Repeat exactly, and only, the lines of the entries below from the one with "123L24 133H65L70 130L66" through the one with "box: [0, 79, 414, 93]", both ends included.
■ ■ ■ ■ ■ ■ ■
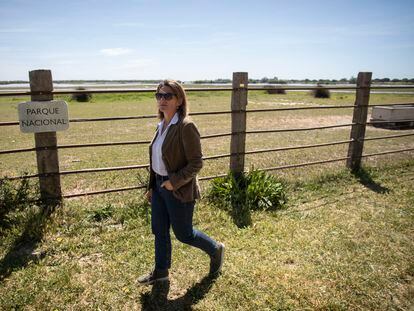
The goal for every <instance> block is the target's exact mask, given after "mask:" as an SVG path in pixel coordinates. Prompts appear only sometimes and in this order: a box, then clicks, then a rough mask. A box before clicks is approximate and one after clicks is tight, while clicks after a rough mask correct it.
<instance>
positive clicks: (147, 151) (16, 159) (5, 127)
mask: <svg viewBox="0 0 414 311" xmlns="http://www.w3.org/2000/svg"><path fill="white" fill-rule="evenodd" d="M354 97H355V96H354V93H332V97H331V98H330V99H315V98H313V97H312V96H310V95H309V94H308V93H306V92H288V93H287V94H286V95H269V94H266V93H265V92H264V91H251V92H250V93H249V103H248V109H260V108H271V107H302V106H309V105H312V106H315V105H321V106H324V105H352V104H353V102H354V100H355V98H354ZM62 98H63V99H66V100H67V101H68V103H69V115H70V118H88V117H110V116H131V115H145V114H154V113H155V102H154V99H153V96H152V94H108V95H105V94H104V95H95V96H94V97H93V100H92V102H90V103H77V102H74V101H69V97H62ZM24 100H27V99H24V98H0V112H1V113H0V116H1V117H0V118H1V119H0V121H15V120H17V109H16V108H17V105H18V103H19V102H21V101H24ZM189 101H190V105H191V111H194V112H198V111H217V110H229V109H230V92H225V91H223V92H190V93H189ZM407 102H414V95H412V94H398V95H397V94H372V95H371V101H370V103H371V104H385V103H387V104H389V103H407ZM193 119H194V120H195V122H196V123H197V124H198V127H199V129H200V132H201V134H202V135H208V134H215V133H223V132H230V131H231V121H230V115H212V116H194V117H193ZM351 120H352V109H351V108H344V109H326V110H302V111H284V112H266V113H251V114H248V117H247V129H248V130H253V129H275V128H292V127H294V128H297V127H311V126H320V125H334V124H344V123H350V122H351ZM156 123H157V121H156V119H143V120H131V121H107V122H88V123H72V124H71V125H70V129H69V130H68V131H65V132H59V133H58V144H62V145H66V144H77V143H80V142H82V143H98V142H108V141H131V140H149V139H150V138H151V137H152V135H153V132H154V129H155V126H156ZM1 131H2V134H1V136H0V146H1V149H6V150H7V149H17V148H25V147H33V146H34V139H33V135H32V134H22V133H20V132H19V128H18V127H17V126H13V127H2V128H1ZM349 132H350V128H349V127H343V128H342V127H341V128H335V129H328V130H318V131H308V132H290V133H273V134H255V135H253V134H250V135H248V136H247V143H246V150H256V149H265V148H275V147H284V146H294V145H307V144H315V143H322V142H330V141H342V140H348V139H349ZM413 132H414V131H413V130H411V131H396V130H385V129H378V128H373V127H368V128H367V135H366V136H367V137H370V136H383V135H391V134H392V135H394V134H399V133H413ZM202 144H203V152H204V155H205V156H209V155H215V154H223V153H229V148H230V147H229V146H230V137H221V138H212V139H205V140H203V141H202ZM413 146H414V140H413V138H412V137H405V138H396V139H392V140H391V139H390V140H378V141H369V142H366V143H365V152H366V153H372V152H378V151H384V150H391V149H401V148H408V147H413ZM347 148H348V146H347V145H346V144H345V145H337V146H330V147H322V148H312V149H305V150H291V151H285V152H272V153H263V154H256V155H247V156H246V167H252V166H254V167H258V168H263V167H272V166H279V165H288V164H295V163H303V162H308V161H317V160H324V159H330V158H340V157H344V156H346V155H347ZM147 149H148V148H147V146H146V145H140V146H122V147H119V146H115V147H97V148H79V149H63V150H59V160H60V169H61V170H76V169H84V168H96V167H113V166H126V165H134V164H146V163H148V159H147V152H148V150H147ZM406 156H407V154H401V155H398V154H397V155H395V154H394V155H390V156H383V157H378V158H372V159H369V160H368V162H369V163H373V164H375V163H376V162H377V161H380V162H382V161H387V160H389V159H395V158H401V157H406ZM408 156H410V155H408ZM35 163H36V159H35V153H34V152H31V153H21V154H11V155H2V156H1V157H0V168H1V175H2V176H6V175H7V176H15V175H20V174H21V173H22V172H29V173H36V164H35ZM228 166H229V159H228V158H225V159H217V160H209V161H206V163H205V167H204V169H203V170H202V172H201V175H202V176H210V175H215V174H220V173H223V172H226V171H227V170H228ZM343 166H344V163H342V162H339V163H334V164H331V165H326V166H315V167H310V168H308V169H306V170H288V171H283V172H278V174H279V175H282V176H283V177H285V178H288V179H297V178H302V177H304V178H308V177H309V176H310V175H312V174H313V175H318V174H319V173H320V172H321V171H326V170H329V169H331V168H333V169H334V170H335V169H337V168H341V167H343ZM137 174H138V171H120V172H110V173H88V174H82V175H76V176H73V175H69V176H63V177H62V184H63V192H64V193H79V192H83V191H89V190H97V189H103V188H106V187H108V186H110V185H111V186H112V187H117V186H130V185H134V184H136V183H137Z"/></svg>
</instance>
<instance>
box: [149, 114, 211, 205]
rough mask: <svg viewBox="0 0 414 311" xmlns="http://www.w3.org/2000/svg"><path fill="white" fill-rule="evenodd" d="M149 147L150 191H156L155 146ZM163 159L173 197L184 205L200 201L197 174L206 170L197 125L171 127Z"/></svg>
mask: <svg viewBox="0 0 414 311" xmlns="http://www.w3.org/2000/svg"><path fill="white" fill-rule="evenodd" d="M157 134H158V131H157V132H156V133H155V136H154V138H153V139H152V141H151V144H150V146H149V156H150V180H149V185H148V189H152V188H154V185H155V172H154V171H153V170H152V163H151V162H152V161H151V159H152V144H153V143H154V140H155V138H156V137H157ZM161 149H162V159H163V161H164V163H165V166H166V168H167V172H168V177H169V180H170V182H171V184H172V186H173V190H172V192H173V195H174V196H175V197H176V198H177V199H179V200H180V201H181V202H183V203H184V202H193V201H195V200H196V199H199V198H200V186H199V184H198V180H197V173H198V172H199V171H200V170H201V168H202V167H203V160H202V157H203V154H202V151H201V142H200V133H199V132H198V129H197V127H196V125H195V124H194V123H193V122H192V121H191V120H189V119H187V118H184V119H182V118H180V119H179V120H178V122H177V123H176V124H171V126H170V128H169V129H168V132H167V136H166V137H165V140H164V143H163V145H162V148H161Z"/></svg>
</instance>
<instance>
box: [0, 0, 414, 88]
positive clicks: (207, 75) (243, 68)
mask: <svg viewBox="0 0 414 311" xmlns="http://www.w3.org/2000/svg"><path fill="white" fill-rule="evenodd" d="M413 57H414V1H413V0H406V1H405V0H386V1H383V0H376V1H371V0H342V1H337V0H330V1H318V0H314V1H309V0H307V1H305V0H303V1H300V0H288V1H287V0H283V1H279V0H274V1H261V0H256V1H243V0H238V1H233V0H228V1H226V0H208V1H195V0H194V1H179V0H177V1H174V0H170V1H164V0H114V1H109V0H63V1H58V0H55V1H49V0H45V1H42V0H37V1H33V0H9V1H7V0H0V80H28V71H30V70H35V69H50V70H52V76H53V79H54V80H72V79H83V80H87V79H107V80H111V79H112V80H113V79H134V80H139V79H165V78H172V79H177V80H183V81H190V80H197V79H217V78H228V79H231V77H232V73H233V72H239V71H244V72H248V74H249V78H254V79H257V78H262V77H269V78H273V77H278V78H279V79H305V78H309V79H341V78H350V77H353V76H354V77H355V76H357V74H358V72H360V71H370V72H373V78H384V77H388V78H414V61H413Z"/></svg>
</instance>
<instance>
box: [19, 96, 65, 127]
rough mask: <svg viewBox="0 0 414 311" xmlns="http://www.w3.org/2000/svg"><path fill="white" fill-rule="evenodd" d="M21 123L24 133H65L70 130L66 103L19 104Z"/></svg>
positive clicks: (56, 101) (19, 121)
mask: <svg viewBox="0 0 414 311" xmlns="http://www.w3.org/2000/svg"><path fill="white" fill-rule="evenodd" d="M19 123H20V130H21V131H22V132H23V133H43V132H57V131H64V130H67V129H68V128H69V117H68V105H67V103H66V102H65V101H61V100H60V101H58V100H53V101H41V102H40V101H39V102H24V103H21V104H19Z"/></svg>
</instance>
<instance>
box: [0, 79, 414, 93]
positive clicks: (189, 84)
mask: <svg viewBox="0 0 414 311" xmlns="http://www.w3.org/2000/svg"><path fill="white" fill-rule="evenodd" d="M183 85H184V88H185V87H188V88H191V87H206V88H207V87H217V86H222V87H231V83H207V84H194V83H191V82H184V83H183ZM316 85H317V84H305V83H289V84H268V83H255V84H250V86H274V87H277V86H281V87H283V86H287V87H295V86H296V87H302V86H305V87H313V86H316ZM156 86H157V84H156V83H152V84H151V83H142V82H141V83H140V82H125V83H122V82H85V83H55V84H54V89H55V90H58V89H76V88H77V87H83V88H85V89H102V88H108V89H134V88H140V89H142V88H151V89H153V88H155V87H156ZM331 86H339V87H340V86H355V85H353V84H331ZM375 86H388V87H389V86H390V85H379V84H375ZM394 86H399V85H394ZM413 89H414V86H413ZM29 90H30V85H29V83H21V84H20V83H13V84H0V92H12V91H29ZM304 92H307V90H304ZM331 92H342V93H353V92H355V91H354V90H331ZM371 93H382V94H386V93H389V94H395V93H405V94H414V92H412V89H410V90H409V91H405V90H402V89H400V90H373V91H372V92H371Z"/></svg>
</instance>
■ ■ ■ ■ ■ ■ ■
* SOLUTION FOR THIS TASK *
rough mask: <svg viewBox="0 0 414 311" xmlns="http://www.w3.org/2000/svg"><path fill="white" fill-rule="evenodd" d="M21 123L24 133H65L70 130L66 103L19 104Z"/></svg>
positive clicks: (56, 101) (19, 121)
mask: <svg viewBox="0 0 414 311" xmlns="http://www.w3.org/2000/svg"><path fill="white" fill-rule="evenodd" d="M19 123H20V130H21V131H22V132H23V133H43V132H57V131H64V130H67V129H68V128H69V117H68V105H67V103H66V102H65V101H61V100H60V101H58V100H53V101H41V102H40V101H39V102H24V103H21V104H19Z"/></svg>
</instance>
<instance>
box: [0, 79, 414, 93]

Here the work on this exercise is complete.